** Documento **
■ ■ ■ ■ ■ ■ ■

La Storia
Gregorovius, nella sua Storia di Roma nel Medioevo, così scrive: “Da lungo tempo esisteva a Roma la corporazione degli orefici, dapprima associati ai sellai e ai fabbri; separatisi da costoro nel 1509 si costruirono, col beneplacito di Giulio II, la chiesa di S. Eligio in Via Giulia, il cui progetto è di Raffaello”.
L’onore, la storia, la cultura del “Nobil Collegio degli orafi ed argentieri di Roma” è chiaramente espressa dal Gregorovius, in poche righe, a testimonianza di quanto potere e professionalità godevano gli orafi romani.
Professionalità, cultura e, soprattutto, amore per il proprio lavoro sono proprietà rimaste vive nel tempo tra i membri del Nobil Collegio, contribuendo a mantenere vivo e attuale lo spirito e le finalità della Congregazione
L’Università degli Orefici, Ferrari e Sellari, la “VI Corporazione”, aveva sede presso la chiesa di San Salvatore alle Coppelle eretta nel 1196 sotto il Pontificato di Celestino III.
Solo più tardi nel 1404 le tre Arti si separarono dando origine ognuna ad una autonoma confraternita, pur rimanendo la sede sempre la stessa e così pure il santo protettore: Sant’Eligio Vescovo di Nojon.
Da un documento datato 5 Aprile 1430, rinvenuto dal Professor Franco Lucio Schiavetto pressso l’Archivio Segreto Vaticano, si evince che, già da quell’anno esisteva la Corporazione degli Orafi, poiché ai Consoli era affidato il controllo di tutte le emissioni di moneta della Zecca Pontificia, la cui sede era situata vicino la Chiesa dei Santi Apostoli.
Agli albori del XVI secolo gli orafi fino all’ora inseriti nelle”artes mechanichae”, la casta più bassa dei mestieri, vollero realizzare il proprio sogno, quello di fondare una confraternita completamente autonoma per inserirsi nell’olimpo degli artisti.

■ ■ ■ ■ ■ ■ ■

** Consegna 1 **
Per favore, ricopia parola per parola il brano del testo sugli orafi di Roma che inizia con "L’onore, la storia, la" e termina con "gli orafi romani.".
** Consegna 2 **
Rispondi a queste domande sul testo sugli orafi di Roma:
(a) In quale anno fu eretta la chiesa di San Salvatore alle Coppelle?
(b) Qual è il santo protettore delle tre Arti?
(c) Dove si trovava la sede della Zecca Pontificia?
** Consegna 3 **
Indica se ciascuna affermazione concorda con il testo sugli orafi di Roma, rispondendo sì o no e citando le parole del testo che lo stabiliscono:
(a) Nella citazione di Gregorovius il progetto della chiesa di S. Eligio in Via Giulia è attribuito a Raffaello.
(b) Il documento del 1430 fu rinvenuto presso l’Archivio di Stato di Roma.
(c) Le "artes mechanichae" erano la casta più alta dei mestieri.
Il materiale qui sotto non ha alcun ruolo in questo.

** Sezione dati **
■ ■ ■ ■ ■ ■ ■

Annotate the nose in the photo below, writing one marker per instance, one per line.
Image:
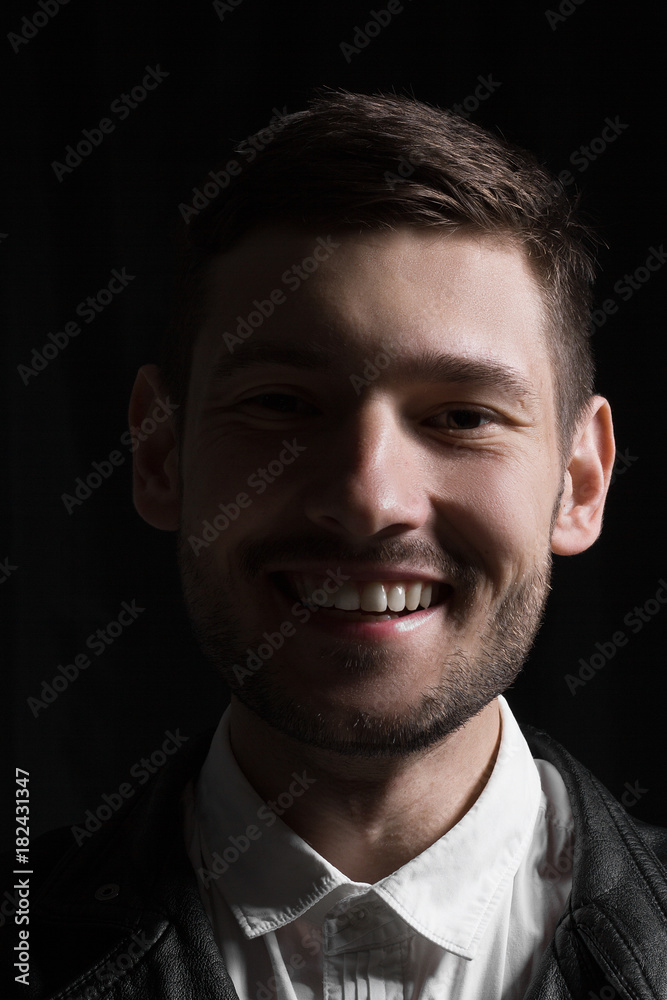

■ ■ ■ ■ ■ ■ ■

** Risposta completa 1 **
L’onore, la storia, la cultura del “Nobil Collegio degli orafi ed argentieri di Roma” è chiaramente espressa dal Gregorovius, in poche righe, a testimonianza di quanto potere e professionalità godevano gli orafi romani.

** Risposta completa 2 **
(a) Nel 1196, sotto il Pontificato di Celestino III.
(b) Sant’Eligio Vescovo di Nojon.
(c) Vicino alla Chiesa dei Santi Apostoli.

** Risposta completa 3 **
(a) Sì: "il cui progetto è di Raffaello".
(b) No: "l’Archivio Segreto Vaticano".
(c) No: "la casta più bassa dei mestieri".